TO BE DONE —
Reproduce verbatim the stretch of the records below from the line containing "Trace the outline of every instance of the young" through the line containing "[[[14,149],[5,149],[0,151],[0,162],[6,162],[14,160],[17,156]]]", with both of those lines included.

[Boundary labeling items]
•••

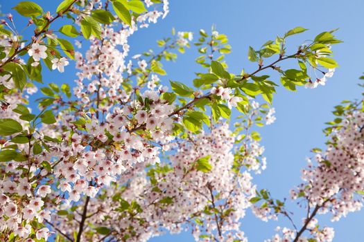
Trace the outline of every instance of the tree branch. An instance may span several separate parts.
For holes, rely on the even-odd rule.
[[[73,240],[72,239],[71,239],[71,237],[69,237],[68,235],[67,235],[66,234],[64,234],[64,232],[62,232],[60,229],[57,228],[57,227],[53,225],[52,223],[49,222],[49,221],[47,221],[46,219],[44,219],[44,221],[46,221],[46,223],[48,223],[49,225],[50,225],[51,226],[52,226],[52,227],[53,229],[55,230],[55,231],[57,231],[58,232],[59,232],[60,234],[62,234],[64,238],[66,238],[67,239],[68,239],[69,241],[72,241],[73,242]]]
[[[81,235],[82,232],[83,232],[83,225],[85,224],[85,221],[86,221],[87,214],[87,205],[89,205],[89,196],[87,196],[87,197],[86,198],[86,201],[85,202],[85,205],[83,206],[83,212],[82,214],[81,222],[80,223],[80,227],[78,229],[78,233],[77,234],[77,239],[76,240],[76,242],[81,241]]]

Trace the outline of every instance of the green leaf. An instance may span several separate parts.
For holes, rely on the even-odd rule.
[[[29,138],[24,135],[20,134],[11,139],[11,142],[17,144],[26,144],[29,142]]]
[[[7,63],[3,69],[11,73],[15,86],[22,91],[26,85],[26,75],[21,65],[14,62]]]
[[[62,84],[61,86],[61,90],[64,94],[66,94],[68,98],[71,97],[71,91],[69,89],[69,86],[67,84]]]
[[[42,151],[43,151],[43,148],[42,148],[42,146],[38,143],[34,144],[34,146],[33,147],[33,153],[35,155],[37,155],[41,153]]]
[[[193,80],[193,86],[200,87],[202,85],[210,85],[218,80],[218,77],[212,73],[201,74],[200,79]]]
[[[19,122],[10,118],[0,119],[0,136],[11,136],[23,130]]]
[[[63,14],[63,12],[69,7],[72,3],[73,0],[64,0],[58,5],[57,10],[55,10],[58,13]]]
[[[66,54],[67,56],[71,59],[74,59],[75,50],[72,44],[71,44],[71,42],[68,40],[64,39],[57,39],[57,40],[58,41],[58,43],[60,43],[60,46],[61,46],[63,52],[64,52],[64,54]]]
[[[198,131],[202,127],[202,121],[189,116],[183,117],[182,123],[188,130],[193,133]]]
[[[3,162],[14,160],[17,153],[14,149],[5,149],[0,151],[0,162]]]
[[[67,210],[60,210],[57,212],[57,214],[59,216],[66,216],[68,215],[68,212]]]
[[[40,115],[42,122],[47,124],[54,124],[56,120],[54,118],[53,113],[51,110],[47,110]]]
[[[20,117],[19,117],[22,120],[26,120],[28,122],[32,121],[34,118],[35,118],[35,115],[34,114],[28,113],[28,114],[23,114]]]
[[[125,8],[125,6],[120,1],[114,1],[112,2],[112,6],[114,10],[116,13],[116,15],[121,19],[124,23],[132,26],[132,15],[130,12]]]
[[[63,26],[59,29],[59,31],[63,35],[74,38],[78,36],[80,34],[76,29],[75,26],[70,24]]]
[[[103,234],[103,235],[109,234],[109,233],[111,231],[110,229],[107,228],[106,227],[98,227],[96,228],[96,230],[98,234]]]
[[[21,115],[29,113],[29,110],[28,109],[28,108],[24,105],[21,104],[17,104],[17,107],[12,109],[12,111],[17,113]]]
[[[232,111],[224,104],[218,104],[220,113],[223,118],[229,120]]]
[[[212,111],[212,118],[214,118],[214,120],[216,122],[218,120],[219,118],[221,117],[220,109],[218,108],[218,106],[214,103],[212,104],[211,110]]]
[[[227,71],[225,71],[224,67],[220,62],[216,61],[211,61],[211,68],[212,70],[212,72],[216,75],[225,79],[230,79],[230,74],[229,74]]]
[[[302,27],[296,27],[295,28],[291,29],[288,32],[287,32],[286,33],[286,35],[284,35],[284,37],[288,37],[290,35],[299,34],[299,33],[304,32],[306,30],[308,30],[308,29],[302,28]]]
[[[49,87],[46,87],[46,86],[42,87],[40,89],[40,91],[42,92],[42,93],[44,94],[45,95],[50,96],[50,97],[54,97],[53,91],[52,91],[52,89],[51,89]]]
[[[16,10],[19,15],[25,17],[37,17],[43,12],[43,9],[33,1],[21,1],[12,9]]]
[[[209,163],[211,156],[202,157],[196,160],[196,169],[202,172],[209,172],[211,170],[212,166]]]
[[[255,96],[261,93],[259,86],[254,83],[245,83],[241,86],[241,89],[245,93],[251,96]]]
[[[258,55],[252,46],[249,46],[248,50],[248,59],[252,62],[256,62],[258,61]]]
[[[105,11],[103,9],[97,9],[91,12],[91,16],[101,24],[109,24],[115,20],[114,16],[109,11]]]
[[[140,15],[142,12],[146,12],[147,10],[144,6],[144,3],[140,0],[131,0],[127,3],[126,7],[130,10]]]
[[[291,81],[289,79],[282,76],[281,77],[281,82],[283,86],[288,89],[289,91],[296,91],[296,85],[293,83],[293,82]]]
[[[100,24],[92,17],[85,16],[81,20],[81,31],[86,39],[89,39],[91,35],[101,39],[101,27]]]
[[[167,100],[169,104],[173,103],[173,101],[175,100],[176,95],[173,93],[163,93],[161,95],[161,99],[164,100]]]
[[[259,201],[261,201],[261,198],[259,198],[259,196],[255,196],[255,197],[254,197],[254,198],[250,198],[250,200],[249,201],[250,201],[250,203],[257,203],[257,202],[259,202]]]
[[[178,95],[182,97],[189,97],[193,94],[193,89],[188,87],[183,83],[179,82],[170,81],[172,90]]]
[[[322,66],[327,68],[335,68],[338,66],[336,62],[331,58],[320,57],[317,59],[318,62]]]

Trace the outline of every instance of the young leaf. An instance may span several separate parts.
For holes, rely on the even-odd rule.
[[[296,27],[295,28],[293,28],[291,29],[291,30],[289,30],[288,32],[287,32],[286,33],[286,35],[284,35],[284,37],[288,37],[290,35],[295,35],[295,34],[299,34],[300,32],[304,32],[307,30],[306,28],[302,28],[302,27]]]
[[[57,39],[57,40],[58,41],[58,43],[60,43],[60,46],[64,52],[64,54],[66,54],[71,59],[74,59],[75,50],[72,44],[71,44],[71,42],[67,39]]]
[[[62,14],[69,7],[71,6],[73,0],[64,0],[58,5],[57,10],[55,10],[58,13]]]
[[[331,58],[327,57],[320,57],[318,58],[318,62],[322,66],[327,68],[335,68],[338,66],[336,62]]]
[[[19,15],[25,17],[37,17],[43,12],[43,9],[33,1],[21,1],[12,9],[16,10]]]
[[[212,166],[209,163],[211,156],[200,158],[196,160],[196,169],[202,172],[209,172],[211,170]]]
[[[249,50],[248,50],[248,59],[252,62],[256,62],[258,61],[257,53],[252,46],[249,46]]]
[[[74,38],[78,36],[79,32],[76,29],[75,26],[70,24],[67,24],[61,27],[59,30],[63,35]]]
[[[3,118],[0,120],[0,136],[11,136],[23,130],[21,124],[19,122],[11,118]]]
[[[193,93],[193,89],[188,87],[183,83],[179,82],[170,81],[172,90],[178,95],[182,97],[189,97]]]
[[[115,20],[115,18],[111,12],[109,11],[105,11],[103,9],[97,9],[91,12],[91,16],[97,21],[98,23],[109,24]]]
[[[124,23],[132,26],[132,15],[130,12],[125,8],[125,6],[120,1],[114,1],[112,2],[112,6],[116,13],[116,15],[121,19]]]
[[[91,35],[101,39],[101,27],[92,17],[85,16],[81,20],[81,30],[83,36],[89,39]]]
[[[220,62],[216,61],[211,62],[211,68],[212,72],[216,75],[225,79],[230,79],[230,74],[225,71],[224,67]]]
[[[129,1],[127,4],[127,8],[129,10],[137,13],[138,15],[147,11],[144,6],[144,3],[140,0],[131,0]]]
[[[14,149],[5,149],[0,151],[0,162],[6,162],[14,160],[17,156]]]
[[[53,113],[51,110],[47,110],[40,115],[42,122],[47,124],[54,124],[56,120],[54,118]]]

•••

WRITTEN ANSWER —
Trace the outline of every instance of the young leaf. An instance may span several separate parts.
For holes, rely on the even-odd rule.
[[[296,27],[295,28],[293,28],[291,29],[291,30],[289,30],[288,32],[287,32],[286,33],[286,35],[284,35],[284,37],[288,37],[290,35],[295,35],[295,34],[299,34],[300,32],[304,32],[307,30],[306,28],[302,28],[302,27]]]
[[[57,39],[57,40],[58,41],[58,43],[60,43],[60,46],[64,52],[64,54],[66,54],[71,59],[74,59],[75,50],[72,44],[71,44],[71,42],[67,39]]]
[[[62,14],[69,7],[71,6],[73,0],[64,0],[58,5],[57,10],[55,10],[58,13]]]
[[[331,58],[327,57],[320,57],[318,58],[318,62],[322,66],[327,68],[335,68],[338,66],[336,62]]]
[[[19,15],[25,17],[37,17],[43,12],[43,9],[33,1],[21,1],[12,9],[16,10]]]
[[[212,166],[209,163],[211,156],[200,158],[196,160],[196,169],[202,172],[209,172],[211,170]]]
[[[249,50],[248,50],[248,59],[252,62],[256,62],[258,61],[257,53],[252,46],[249,46]]]
[[[74,38],[78,36],[79,32],[76,29],[75,26],[70,24],[67,24],[61,27],[59,30],[63,35]]]
[[[3,118],[0,120],[0,136],[11,136],[23,130],[21,124],[19,122],[11,118]]]
[[[193,93],[193,89],[188,87],[183,83],[179,82],[170,81],[172,90],[178,95],[182,97],[189,97]]]
[[[115,20],[115,18],[111,12],[109,11],[105,11],[103,9],[97,9],[91,12],[91,16],[97,21],[98,23],[109,24]]]
[[[124,23],[132,26],[132,15],[130,12],[125,8],[125,6],[120,1],[114,1],[112,2],[112,6],[116,13],[116,15],[121,19]]]
[[[91,35],[101,39],[101,27],[92,17],[85,16],[81,20],[81,30],[83,36],[89,39]]]
[[[220,62],[216,61],[211,62],[211,68],[212,72],[216,75],[225,79],[230,79],[230,74],[225,71],[224,67]]]
[[[129,1],[127,4],[127,8],[129,10],[137,13],[138,15],[147,11],[144,6],[144,3],[140,0],[131,0]]]
[[[14,149],[5,149],[0,151],[0,162],[6,162],[14,160],[17,156]]]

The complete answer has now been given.